-- SUPPLIED PASSAGE --
☆ ☆ ☆ ☆ ☆

Tabbouleh Veggie Burgers

Tabbouleh Veggie Burgers

I got the idea for these burgers when I was making different bulger-based veggie burgers a few weeks ago. Bulger is traditionally used in tabbouleh, a lemony salad filled with lots of herbs. I knew that the flavors in tabbouleh would make a great summery veggie burger.

I served these for dinner over mixed greens drizzled with a garlicky tahini sauce, with a homemade pita on the side. I was originally planning on serving these in the pitas, but for some reason my pitas ended up pocketless. I’m not sure if it was the recipe or if it was an error I made (possibly rolling the dough too thin?). However, they were still delicious—so soft and fresh. You can find the recipe on one of my favorite baking blogs, A Pastry Affair.

☆ ☆ ☆ ☆ ☆

-- TASK OBJECTIVE --
Transcribe the tabbouleh burger text from "I got the idea" up to and including "A Pastry Affair.".

☆ ☆ ☆ ☆ ☆

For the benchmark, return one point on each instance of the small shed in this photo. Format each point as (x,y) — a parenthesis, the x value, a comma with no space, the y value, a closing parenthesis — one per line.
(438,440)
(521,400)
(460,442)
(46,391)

☆ ☆ ☆ ☆ ☆

-- FINISHED TASK --
I got the idea for these burgers when I was making different bulger-based veggie burgers a few weeks ago. Bulger is traditionally used in tabbouleh, a lemony salad filled with lots of herbs. I knew that the flavors in tabbouleh would make a great summery veggie burger.

I served these for dinner over mixed greens drizzled with a garlicky tahini sauce, with a homemade pita on the side. I was originally planning on serving these in the pitas, but for some reason my pitas ended up pocketless. I’m not sure if it was the recipe or if it was an error I made (possibly rolling the dough too thin?). However, they were still delicious—so soft and fresh. You can find the recipe on one of my favorite baking blogs, A Pastry Affair.